>> begin Extracted material

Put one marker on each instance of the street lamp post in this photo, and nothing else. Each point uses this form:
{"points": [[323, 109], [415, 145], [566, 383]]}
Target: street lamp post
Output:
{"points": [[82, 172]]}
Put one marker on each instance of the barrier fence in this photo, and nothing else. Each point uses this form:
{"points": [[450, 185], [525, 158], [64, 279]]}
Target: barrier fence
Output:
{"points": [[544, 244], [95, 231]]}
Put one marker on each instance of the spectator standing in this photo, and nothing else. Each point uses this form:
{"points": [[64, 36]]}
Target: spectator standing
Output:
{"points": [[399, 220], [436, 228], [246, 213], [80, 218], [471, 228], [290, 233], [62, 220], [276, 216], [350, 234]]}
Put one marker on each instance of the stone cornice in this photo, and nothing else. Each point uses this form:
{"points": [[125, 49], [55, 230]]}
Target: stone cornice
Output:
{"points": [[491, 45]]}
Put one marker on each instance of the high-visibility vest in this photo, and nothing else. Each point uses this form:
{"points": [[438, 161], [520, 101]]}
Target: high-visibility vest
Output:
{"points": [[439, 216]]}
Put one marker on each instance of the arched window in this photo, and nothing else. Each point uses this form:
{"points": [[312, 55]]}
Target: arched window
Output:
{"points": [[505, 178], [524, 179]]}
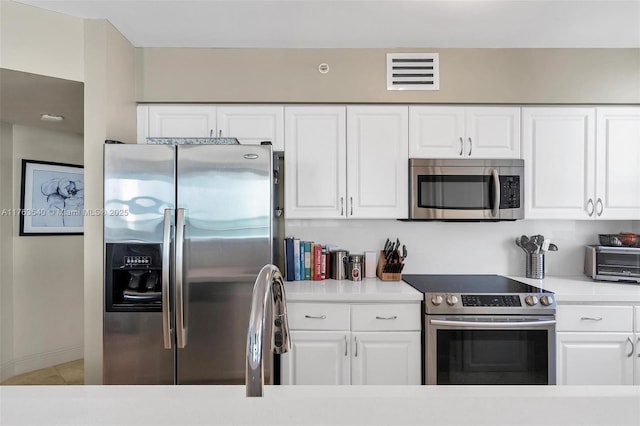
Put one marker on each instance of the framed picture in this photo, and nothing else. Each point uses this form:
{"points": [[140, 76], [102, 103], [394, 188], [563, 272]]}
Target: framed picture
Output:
{"points": [[51, 198]]}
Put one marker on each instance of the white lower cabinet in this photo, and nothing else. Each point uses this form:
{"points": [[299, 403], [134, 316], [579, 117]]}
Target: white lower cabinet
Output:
{"points": [[596, 345], [376, 344]]}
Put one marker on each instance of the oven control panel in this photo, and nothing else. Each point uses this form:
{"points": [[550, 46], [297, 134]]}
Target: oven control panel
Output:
{"points": [[491, 300]]}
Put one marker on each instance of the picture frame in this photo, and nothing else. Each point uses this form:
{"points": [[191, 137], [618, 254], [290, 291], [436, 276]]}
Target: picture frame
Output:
{"points": [[51, 198]]}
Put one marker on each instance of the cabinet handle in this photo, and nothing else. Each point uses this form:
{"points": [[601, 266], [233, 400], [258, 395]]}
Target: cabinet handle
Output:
{"points": [[315, 317], [599, 203], [591, 319], [590, 211], [345, 345]]}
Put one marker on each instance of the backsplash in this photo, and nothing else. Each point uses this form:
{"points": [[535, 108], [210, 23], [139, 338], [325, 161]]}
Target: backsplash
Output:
{"points": [[464, 248]]}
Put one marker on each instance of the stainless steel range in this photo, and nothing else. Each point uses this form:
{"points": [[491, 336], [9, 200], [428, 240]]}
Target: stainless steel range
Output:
{"points": [[486, 329]]}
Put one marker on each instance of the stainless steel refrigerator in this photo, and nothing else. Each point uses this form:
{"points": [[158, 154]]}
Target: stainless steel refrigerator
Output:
{"points": [[187, 228]]}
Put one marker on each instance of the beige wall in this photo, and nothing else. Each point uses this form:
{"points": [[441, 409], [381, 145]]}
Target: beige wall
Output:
{"points": [[109, 114], [41, 275], [6, 252], [41, 42], [530, 76]]}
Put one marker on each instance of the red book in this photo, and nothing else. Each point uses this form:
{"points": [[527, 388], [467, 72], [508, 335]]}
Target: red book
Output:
{"points": [[317, 262]]}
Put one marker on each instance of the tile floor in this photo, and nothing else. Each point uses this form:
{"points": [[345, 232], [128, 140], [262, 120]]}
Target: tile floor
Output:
{"points": [[69, 373]]}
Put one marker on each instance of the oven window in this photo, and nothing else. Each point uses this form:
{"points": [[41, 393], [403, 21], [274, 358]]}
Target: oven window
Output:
{"points": [[456, 192], [500, 357]]}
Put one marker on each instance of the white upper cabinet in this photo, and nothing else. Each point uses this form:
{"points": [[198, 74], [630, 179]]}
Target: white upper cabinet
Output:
{"points": [[176, 121], [346, 162], [617, 163], [558, 148], [315, 162], [464, 132], [582, 163], [377, 155], [250, 124]]}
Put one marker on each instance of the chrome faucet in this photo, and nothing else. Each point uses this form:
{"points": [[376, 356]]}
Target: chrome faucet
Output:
{"points": [[268, 285]]}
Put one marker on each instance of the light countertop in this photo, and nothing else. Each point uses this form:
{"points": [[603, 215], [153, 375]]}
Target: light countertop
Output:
{"points": [[371, 290], [320, 405], [581, 289]]}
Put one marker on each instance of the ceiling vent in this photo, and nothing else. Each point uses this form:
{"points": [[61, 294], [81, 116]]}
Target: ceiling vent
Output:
{"points": [[413, 71]]}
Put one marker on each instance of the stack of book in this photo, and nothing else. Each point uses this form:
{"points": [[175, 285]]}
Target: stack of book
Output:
{"points": [[305, 260]]}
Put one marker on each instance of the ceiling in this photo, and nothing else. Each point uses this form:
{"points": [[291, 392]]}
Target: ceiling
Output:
{"points": [[365, 23], [24, 97]]}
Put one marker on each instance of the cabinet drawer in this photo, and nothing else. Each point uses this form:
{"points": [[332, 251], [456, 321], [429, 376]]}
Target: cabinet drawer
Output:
{"points": [[318, 316], [385, 317], [594, 318]]}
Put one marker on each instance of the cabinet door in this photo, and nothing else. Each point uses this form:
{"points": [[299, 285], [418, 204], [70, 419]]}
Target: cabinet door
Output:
{"points": [[198, 121], [436, 132], [317, 358], [386, 358], [617, 163], [378, 154], [315, 164], [558, 146], [492, 132], [595, 358], [252, 124]]}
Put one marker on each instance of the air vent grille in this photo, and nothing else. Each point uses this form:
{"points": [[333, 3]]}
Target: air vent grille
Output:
{"points": [[413, 71]]}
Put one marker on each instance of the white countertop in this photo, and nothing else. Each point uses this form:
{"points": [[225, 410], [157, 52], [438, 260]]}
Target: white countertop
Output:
{"points": [[368, 290], [581, 289], [320, 405]]}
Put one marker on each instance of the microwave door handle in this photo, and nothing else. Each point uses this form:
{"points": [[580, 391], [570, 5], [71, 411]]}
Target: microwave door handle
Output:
{"points": [[496, 191]]}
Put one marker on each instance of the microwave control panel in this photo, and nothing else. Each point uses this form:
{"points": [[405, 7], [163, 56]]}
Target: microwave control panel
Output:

>> end Extracted material

Please repeat every one of the lines above word for word, and leave the pictures out.

Put one marker on each instance of the street lamp post in this photo, and nothing else. Each point uses this form:
{"points": [[323, 109], [415, 145], [566, 383]]}
Target: street lamp post
Output:
{"points": [[82, 172]]}
Put one marker on each instance of the barrier fence in this photo, and nothing else. Each point uses this form:
{"points": [[450, 185], [525, 158], [64, 279]]}
Target: barrier fence
Output:
{"points": [[544, 244], [95, 231]]}
Put one marker on each instance of the spectator standing in this photo, and nothing else. Each point uses this form:
{"points": [[64, 36]]}
Target: spectator standing
Output:
{"points": [[399, 220], [436, 228], [246, 213], [80, 218], [471, 228], [290, 233], [62, 220], [276, 216], [350, 234]]}
Put one marker on each instance of the stone cornice in this photo, and nothing else. Each point uses this form:
{"points": [[125, 49], [55, 230]]}
Target: stone cornice
Output:
{"points": [[491, 45]]}
Put one marker on each instance of the high-visibility vest in this photo, and nothing else. Each point uses this form:
{"points": [[438, 161], [520, 101]]}
Target: high-visibility vest
Output:
{"points": [[439, 216]]}
Put one marker on each instance of the arched window in this photo, and nothing else. Each point uses this form:
{"points": [[312, 55]]}
Target: arched window
Output:
{"points": [[505, 178], [524, 179]]}
Put one marker on each instance of the framed picture in this photo, and nothing else. Each point uses this form:
{"points": [[140, 76], [102, 103], [394, 188], [563, 272]]}
Target: framed picture
Output:
{"points": [[51, 198]]}
Put one marker on each instance of the white lower cabinet in this photo, and nothing else. Each point uses this form:
{"points": [[299, 403], [134, 316], [579, 117]]}
Target: white lower cabinet
Output:
{"points": [[596, 345], [376, 344]]}
Put one marker on each instance of the oven control panel in this photo, and nothing else. Each point uses this form:
{"points": [[550, 46], [297, 134]]}
Target: oven control panel
Output:
{"points": [[491, 300]]}
Put one marker on each instance of the picture frame in this photo, and nothing else. Each point uses this form:
{"points": [[191, 137], [618, 254], [290, 291], [436, 276]]}
Target: picture frame
Output:
{"points": [[51, 198]]}
Put one marker on each instance of the cabinet handle in this photo, and nothing else. Each point uses this form:
{"points": [[601, 266], [233, 400], [258, 395]]}
Target: cabinet handle
Output:
{"points": [[315, 317], [599, 203], [591, 319], [590, 211], [345, 345]]}
Put one marker on each instance of the backsplash in this photo, and nothing else. Each point uses this form:
{"points": [[535, 108], [210, 23], [139, 338], [325, 161]]}
Target: backsplash
Output:
{"points": [[464, 248]]}
Put one marker on each instance of the stainless steel range in this photo, and nothing else. Each point uses this form:
{"points": [[491, 336], [9, 200], [428, 240]]}
Target: stainless steel range
Output:
{"points": [[486, 329]]}
Put one marker on each instance of the stainless steel refrigerator in this photo, and nothing else. Each point uses this form:
{"points": [[158, 154]]}
Target: stainless steel refrigerator
Output:
{"points": [[187, 228]]}
Put one marker on each instance of the beige wall in this photo, and nothing else. Each point uses this form:
{"points": [[441, 409], [381, 145]]}
Target: beige wall
Output:
{"points": [[109, 114], [41, 275], [6, 252], [41, 42], [530, 76]]}
Put one marker on each instance of the red book in this photo, and nothing else. Each point uses this form:
{"points": [[527, 388], [467, 72], [508, 335]]}
Target: red book
Output:
{"points": [[317, 262]]}
Put one marker on each instance of the tile floor in this photo, and nothing else. Each point uses this form:
{"points": [[345, 232], [128, 140], [262, 120]]}
Target: tile floor
Output:
{"points": [[69, 373]]}
Put one marker on each instance of the oven window in this photo, and nothing else. Each point uses this form:
{"points": [[41, 393], [403, 21], [274, 358]]}
Target: oven window
Output:
{"points": [[456, 192], [500, 357]]}
Put one marker on each instance of the white upper cabinet in this photo, and nothing else. Each point uses this form:
{"points": [[198, 74], [630, 179]]}
Target: white upper cabinet
Output:
{"points": [[176, 121], [346, 162], [617, 163], [558, 148], [315, 162], [464, 132], [582, 163], [377, 155], [250, 124]]}
Put one marker on each instance of the chrome faucet in this photo, and nothing else. Each point uses this form:
{"points": [[376, 356]]}
Target: chrome faucet
Output:
{"points": [[268, 285]]}
Put one marker on each instance of the light countertop in this photo, and nothing else. Each point uses this form:
{"points": [[603, 215], [153, 375]]}
Target: light countertop
Output:
{"points": [[371, 290], [320, 405], [581, 289]]}
Put one marker on each instance of the ceiling vent in this photo, and nothing else. Each point uses this form:
{"points": [[61, 294], [81, 116]]}
Target: ceiling vent
Output:
{"points": [[413, 71]]}
Put one marker on each instance of the stack of book in this photo, and nothing else. Each point uses this form:
{"points": [[175, 285]]}
Target: stack of book
Output:
{"points": [[305, 260]]}
Put one marker on each instance of the ceiling in this photo, and nothing else. Each point uses this form:
{"points": [[291, 392]]}
Target: ceiling
Output:
{"points": [[365, 23], [24, 97]]}
Put one marker on each instance of the cabinet drawer in this photo, and nothing else. Each point uses this form:
{"points": [[332, 251], [456, 321], [429, 376]]}
Target: cabinet drawer
Output:
{"points": [[318, 316], [385, 317], [594, 318]]}
Put one marker on each instance of the cabinet door in this photo, and nothing else. Each point uses this form:
{"points": [[299, 285], [418, 204], [70, 419]]}
Target: cabinet door
Output:
{"points": [[198, 121], [436, 132], [317, 358], [386, 358], [617, 163], [378, 154], [315, 164], [558, 146], [492, 132], [595, 358], [252, 124]]}
Put one marker on each instance of the air vent grille in this photo, and nothing else. Each point uses this form:
{"points": [[333, 3]]}
Target: air vent grille
Output:
{"points": [[413, 71]]}
Put one marker on each instance of the white countertop in this photo, and nothing else. Each point uses this form:
{"points": [[225, 410], [157, 52], [438, 260]]}
Target: white countertop
Output:
{"points": [[368, 290], [581, 289], [320, 405]]}
Put one marker on each instance of the microwave door handle in this photo, and nothing else. Each point uses this form:
{"points": [[580, 391], [570, 5], [71, 411]]}
Target: microwave door handle
Output:
{"points": [[496, 191]]}
Put one marker on each instance of the microwave control panel in this photo, and nothing else. Each point uses this form:
{"points": [[405, 7], [163, 56]]}
Target: microwave control panel
Output:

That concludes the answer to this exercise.